**Task requirements**
Gather every line below that contains the word "chair" and copy each one out in full.
— START —
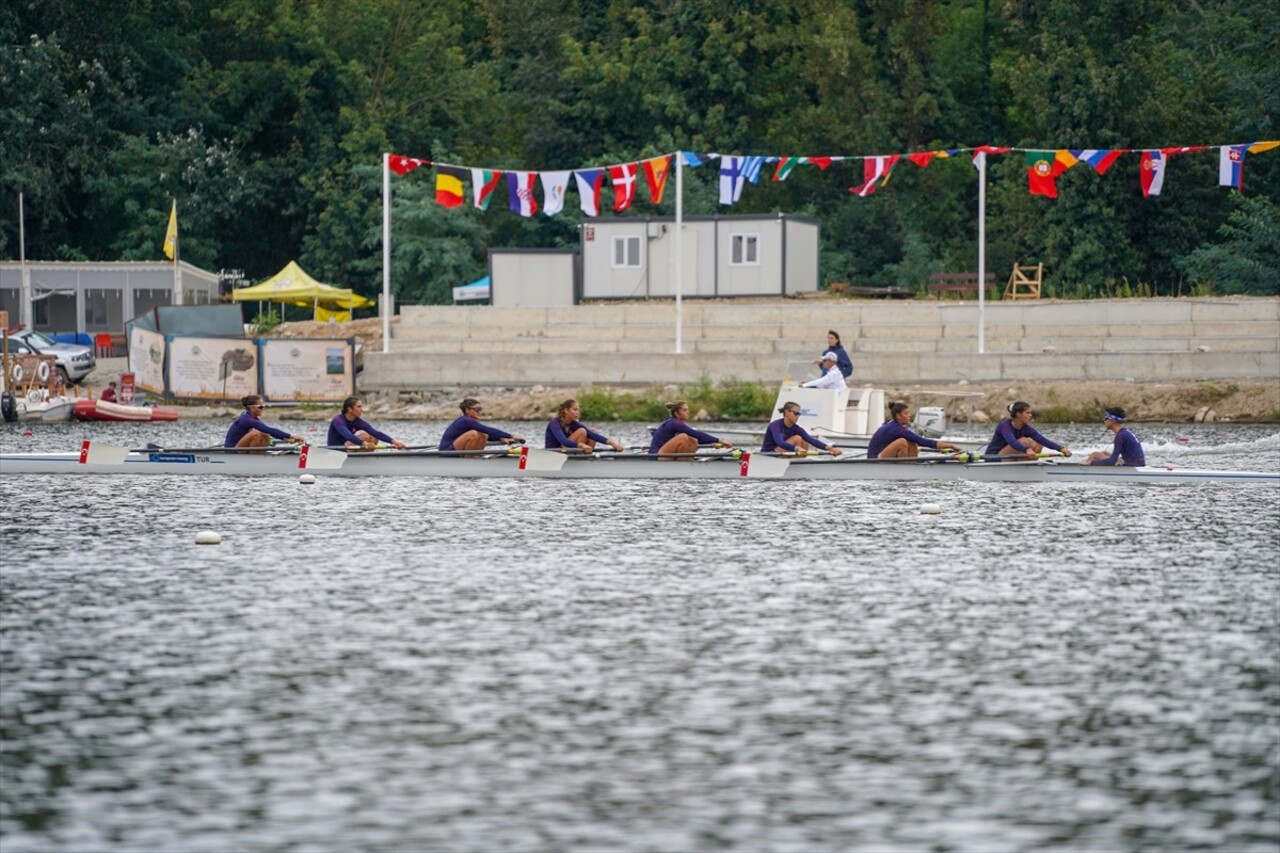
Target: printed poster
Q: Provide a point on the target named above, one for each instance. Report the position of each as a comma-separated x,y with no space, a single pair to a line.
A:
146,360
307,370
213,368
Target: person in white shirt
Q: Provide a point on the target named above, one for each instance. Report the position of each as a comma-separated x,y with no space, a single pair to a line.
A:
831,375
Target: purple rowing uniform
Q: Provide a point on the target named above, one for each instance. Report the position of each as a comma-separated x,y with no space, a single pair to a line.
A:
673,427
557,436
888,433
777,434
1125,451
344,430
241,425
1008,437
466,424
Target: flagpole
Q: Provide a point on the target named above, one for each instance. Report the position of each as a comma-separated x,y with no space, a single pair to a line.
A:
387,252
680,245
982,251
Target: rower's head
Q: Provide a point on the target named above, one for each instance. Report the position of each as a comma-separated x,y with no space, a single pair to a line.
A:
568,411
1020,411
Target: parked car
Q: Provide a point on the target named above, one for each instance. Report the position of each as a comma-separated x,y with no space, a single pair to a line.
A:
74,360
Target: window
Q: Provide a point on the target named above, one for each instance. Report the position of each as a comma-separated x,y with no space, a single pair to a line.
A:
746,250
626,251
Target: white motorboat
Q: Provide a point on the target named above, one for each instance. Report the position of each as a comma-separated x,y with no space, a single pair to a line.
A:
530,463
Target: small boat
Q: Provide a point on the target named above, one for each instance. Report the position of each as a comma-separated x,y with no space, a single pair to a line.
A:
531,463
105,410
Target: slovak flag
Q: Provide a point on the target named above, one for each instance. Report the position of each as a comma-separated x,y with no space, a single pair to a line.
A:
876,172
624,178
1230,167
520,192
589,182
1151,172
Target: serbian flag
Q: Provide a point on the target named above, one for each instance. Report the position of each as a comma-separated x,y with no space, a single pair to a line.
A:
1151,172
554,185
483,183
448,186
656,170
876,172
1042,170
589,182
520,192
1100,159
1230,165
624,178
401,164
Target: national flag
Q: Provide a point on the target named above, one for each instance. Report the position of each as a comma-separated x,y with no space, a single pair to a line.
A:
589,182
656,170
1100,159
1151,172
876,172
170,235
554,186
731,179
520,192
624,178
401,164
483,185
1230,165
1042,170
786,165
448,186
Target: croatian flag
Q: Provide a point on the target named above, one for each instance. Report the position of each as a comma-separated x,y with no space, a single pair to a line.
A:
589,182
520,192
1151,172
1230,167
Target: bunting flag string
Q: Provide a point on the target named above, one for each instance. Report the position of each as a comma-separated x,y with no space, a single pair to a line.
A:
1043,168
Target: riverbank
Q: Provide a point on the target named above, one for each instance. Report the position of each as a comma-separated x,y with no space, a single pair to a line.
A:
1052,401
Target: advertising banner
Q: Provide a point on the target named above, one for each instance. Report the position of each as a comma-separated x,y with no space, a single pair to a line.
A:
211,368
306,370
146,359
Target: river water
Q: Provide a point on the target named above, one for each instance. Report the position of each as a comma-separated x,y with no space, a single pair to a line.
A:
539,665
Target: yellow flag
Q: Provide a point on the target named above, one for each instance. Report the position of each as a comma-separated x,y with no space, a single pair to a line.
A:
170,237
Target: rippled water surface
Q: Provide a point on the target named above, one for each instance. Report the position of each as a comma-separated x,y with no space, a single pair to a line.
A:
528,665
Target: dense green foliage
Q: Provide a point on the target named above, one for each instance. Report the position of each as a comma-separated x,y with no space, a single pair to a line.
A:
266,119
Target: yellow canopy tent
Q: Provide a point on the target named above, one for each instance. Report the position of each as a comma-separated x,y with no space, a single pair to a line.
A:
292,286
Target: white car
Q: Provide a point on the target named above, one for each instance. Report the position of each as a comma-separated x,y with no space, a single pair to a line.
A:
74,360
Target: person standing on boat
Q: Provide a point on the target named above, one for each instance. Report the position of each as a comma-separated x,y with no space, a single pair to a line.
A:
247,430
469,433
846,366
566,430
831,375
351,430
895,441
675,436
1125,450
1015,436
786,436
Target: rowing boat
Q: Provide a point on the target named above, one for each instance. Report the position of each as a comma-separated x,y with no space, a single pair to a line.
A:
101,459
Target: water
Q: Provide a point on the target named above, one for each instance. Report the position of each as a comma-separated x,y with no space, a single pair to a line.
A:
533,665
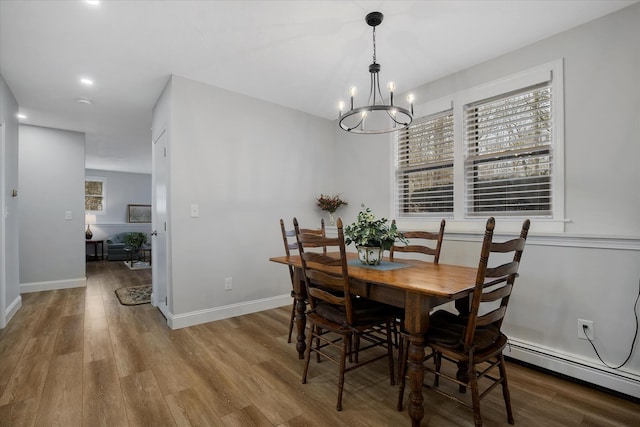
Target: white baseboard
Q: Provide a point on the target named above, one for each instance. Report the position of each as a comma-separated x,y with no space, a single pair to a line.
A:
52,285
621,381
12,309
177,321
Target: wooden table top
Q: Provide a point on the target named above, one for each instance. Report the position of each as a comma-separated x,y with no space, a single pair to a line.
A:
440,280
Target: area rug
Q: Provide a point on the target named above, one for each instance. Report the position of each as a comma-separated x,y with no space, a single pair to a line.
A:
134,295
137,265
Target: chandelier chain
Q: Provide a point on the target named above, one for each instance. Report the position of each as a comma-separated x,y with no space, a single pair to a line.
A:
374,45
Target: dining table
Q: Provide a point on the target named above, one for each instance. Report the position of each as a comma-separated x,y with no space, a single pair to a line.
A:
414,285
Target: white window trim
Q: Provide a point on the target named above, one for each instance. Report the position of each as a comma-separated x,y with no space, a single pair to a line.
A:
104,194
460,223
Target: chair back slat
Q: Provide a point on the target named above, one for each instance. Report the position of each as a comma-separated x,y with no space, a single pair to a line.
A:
503,270
494,284
325,273
491,317
423,242
494,295
290,242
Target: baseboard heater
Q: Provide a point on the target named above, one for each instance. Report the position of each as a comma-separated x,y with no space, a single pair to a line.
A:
620,383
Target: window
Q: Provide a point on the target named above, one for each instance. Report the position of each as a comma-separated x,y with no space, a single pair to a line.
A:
95,190
508,161
424,174
492,150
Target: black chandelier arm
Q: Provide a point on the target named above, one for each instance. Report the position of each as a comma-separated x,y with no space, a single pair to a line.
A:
376,100
357,128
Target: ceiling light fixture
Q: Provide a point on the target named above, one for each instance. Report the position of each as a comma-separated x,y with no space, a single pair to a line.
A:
376,116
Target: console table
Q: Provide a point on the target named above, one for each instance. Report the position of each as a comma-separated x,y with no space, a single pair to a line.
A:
95,244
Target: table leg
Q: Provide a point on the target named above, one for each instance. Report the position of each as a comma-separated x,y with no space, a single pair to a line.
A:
301,309
416,379
416,324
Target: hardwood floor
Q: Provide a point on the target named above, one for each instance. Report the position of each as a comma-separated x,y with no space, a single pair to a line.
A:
76,357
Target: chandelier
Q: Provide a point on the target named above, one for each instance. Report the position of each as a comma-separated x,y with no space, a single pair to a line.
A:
376,116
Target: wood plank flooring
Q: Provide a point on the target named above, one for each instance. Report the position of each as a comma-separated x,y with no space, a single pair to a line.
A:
76,357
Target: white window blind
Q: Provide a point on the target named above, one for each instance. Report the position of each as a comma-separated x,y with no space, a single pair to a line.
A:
508,154
424,169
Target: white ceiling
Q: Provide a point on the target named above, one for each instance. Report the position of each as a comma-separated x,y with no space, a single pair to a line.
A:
300,54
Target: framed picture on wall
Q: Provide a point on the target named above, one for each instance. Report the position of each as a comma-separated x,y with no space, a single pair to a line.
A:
139,213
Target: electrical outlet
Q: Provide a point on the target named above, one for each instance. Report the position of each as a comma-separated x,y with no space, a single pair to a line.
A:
589,329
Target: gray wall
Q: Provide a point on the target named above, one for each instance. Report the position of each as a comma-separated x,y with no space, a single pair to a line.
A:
591,271
122,189
245,173
51,246
10,300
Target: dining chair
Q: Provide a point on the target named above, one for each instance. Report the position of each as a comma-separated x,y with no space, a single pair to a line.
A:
335,316
291,244
474,340
423,242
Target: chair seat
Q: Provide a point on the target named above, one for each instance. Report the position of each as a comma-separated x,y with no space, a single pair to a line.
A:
365,312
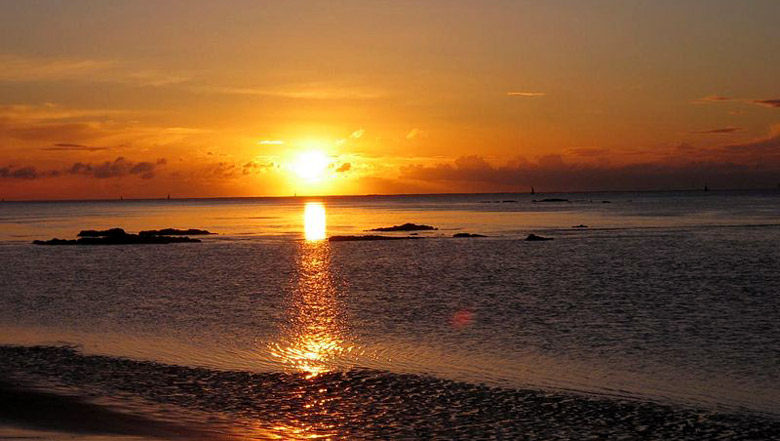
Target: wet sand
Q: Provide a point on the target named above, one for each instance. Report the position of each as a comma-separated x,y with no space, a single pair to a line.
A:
356,404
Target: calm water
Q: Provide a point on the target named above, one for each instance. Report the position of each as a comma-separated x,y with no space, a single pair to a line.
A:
661,318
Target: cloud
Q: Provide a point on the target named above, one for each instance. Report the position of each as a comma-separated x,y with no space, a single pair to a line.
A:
37,69
772,102
586,152
116,168
68,147
713,99
310,91
13,68
775,103
526,94
754,164
255,166
721,131
415,133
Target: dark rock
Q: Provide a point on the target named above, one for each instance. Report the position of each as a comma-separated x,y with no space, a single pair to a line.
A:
468,235
534,238
113,232
115,236
405,227
367,238
551,200
175,232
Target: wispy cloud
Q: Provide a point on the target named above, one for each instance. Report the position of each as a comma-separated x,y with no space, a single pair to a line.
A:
415,133
720,131
35,69
14,68
109,169
68,147
310,91
712,99
768,103
771,102
526,94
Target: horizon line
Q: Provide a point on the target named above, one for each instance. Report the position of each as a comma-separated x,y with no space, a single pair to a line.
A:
195,198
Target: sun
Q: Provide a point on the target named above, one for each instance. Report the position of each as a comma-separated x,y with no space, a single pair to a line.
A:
311,165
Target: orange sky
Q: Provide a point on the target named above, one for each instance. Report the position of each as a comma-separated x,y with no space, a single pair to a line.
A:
198,98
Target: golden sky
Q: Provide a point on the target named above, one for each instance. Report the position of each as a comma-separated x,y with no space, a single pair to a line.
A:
194,98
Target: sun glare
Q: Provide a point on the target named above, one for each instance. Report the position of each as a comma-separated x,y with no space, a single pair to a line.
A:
311,165
314,221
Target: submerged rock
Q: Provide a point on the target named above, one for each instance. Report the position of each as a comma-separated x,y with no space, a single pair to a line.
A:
175,232
534,238
468,235
405,227
128,239
116,236
113,232
551,200
368,238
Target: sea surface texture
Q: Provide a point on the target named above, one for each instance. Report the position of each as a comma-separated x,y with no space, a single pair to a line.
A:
648,316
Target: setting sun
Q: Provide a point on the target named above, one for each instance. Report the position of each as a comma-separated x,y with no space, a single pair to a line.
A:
311,165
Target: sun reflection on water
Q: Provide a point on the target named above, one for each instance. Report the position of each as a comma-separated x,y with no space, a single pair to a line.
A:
314,339
314,221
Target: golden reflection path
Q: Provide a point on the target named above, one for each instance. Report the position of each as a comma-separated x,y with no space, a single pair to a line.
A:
314,338
312,341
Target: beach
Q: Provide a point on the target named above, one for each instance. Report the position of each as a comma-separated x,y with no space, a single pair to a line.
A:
651,315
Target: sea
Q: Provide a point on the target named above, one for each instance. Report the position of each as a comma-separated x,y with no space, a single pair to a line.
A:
649,315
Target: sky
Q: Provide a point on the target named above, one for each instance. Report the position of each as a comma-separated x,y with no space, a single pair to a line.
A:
196,98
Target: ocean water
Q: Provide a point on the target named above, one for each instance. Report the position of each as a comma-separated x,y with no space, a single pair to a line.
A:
659,320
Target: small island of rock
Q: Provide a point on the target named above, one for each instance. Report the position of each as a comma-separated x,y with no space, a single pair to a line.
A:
551,200
368,238
534,238
405,227
118,236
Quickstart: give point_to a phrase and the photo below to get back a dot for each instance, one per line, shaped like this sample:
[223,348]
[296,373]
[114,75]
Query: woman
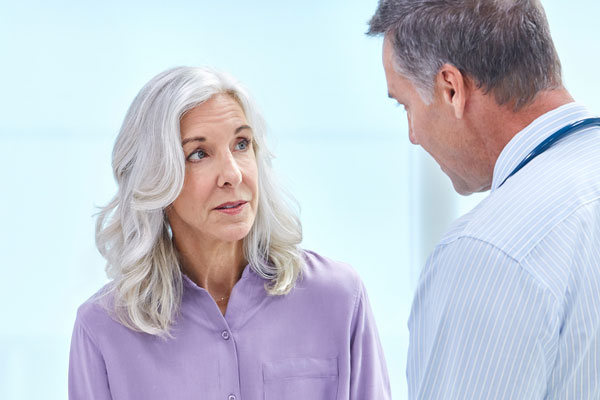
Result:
[211,297]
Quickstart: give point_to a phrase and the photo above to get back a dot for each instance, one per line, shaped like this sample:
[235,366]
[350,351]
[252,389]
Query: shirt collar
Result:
[526,140]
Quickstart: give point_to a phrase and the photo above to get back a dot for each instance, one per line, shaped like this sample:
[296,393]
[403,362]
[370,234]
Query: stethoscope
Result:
[552,139]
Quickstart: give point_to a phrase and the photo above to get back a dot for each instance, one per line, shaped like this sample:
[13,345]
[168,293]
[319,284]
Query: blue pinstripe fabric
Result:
[508,304]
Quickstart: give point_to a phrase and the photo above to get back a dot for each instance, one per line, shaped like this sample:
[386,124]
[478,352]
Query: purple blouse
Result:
[319,342]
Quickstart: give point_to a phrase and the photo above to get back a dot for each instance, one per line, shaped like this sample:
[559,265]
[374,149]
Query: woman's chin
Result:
[233,234]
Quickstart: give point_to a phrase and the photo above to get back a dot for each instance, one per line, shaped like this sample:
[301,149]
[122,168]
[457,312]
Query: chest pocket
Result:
[301,378]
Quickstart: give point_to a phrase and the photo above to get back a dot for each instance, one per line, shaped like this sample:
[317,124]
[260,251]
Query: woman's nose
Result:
[229,172]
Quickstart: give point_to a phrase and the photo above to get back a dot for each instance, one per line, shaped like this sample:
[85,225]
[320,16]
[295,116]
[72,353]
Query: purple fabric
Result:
[319,342]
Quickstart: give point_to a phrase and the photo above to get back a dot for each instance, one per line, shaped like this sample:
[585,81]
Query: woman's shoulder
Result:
[323,273]
[94,315]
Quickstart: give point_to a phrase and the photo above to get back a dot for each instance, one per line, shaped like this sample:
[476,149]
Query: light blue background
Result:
[69,70]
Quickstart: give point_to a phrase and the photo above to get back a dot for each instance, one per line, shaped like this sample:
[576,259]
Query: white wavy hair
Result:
[133,232]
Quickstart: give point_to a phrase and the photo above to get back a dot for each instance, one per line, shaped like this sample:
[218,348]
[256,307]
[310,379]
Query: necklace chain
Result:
[221,298]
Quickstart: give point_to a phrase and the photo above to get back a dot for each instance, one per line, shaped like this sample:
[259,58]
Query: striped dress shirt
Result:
[508,303]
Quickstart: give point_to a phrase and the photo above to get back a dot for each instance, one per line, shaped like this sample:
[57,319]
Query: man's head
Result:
[453,63]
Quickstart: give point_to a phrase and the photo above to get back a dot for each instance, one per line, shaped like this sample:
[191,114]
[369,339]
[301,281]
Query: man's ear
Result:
[454,88]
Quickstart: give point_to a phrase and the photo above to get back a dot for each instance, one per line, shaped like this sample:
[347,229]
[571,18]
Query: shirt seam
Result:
[85,328]
[519,264]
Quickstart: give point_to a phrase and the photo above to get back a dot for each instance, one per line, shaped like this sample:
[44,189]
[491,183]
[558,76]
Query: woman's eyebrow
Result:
[241,128]
[203,139]
[192,139]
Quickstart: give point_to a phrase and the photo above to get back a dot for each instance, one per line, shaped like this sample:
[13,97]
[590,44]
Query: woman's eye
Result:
[242,144]
[197,155]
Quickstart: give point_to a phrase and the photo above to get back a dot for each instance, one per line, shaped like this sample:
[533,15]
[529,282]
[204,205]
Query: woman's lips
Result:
[232,208]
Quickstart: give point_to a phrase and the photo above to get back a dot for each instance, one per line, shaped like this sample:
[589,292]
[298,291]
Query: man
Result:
[508,304]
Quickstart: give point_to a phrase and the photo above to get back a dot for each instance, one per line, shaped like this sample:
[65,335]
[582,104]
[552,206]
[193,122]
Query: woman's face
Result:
[220,192]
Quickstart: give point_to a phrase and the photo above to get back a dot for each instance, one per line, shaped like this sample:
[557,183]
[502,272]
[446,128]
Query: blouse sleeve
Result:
[88,379]
[369,378]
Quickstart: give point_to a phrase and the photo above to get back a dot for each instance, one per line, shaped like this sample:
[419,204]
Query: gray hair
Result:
[503,45]
[133,232]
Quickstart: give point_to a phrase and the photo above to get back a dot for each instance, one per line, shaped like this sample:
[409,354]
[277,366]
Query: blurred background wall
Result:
[68,72]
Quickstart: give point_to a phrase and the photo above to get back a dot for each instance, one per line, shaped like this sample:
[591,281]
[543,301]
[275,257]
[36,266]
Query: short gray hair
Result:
[504,46]
[133,232]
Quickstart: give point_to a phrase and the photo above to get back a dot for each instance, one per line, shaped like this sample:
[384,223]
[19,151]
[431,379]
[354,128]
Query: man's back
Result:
[508,305]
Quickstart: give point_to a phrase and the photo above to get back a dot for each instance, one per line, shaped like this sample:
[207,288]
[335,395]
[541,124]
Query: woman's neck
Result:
[215,266]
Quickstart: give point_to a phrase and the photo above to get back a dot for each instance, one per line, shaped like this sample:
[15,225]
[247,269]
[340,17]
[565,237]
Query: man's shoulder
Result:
[520,216]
— END —
**Problem solution**
Target: chair back slat
Target: dining chair
Target: chair seat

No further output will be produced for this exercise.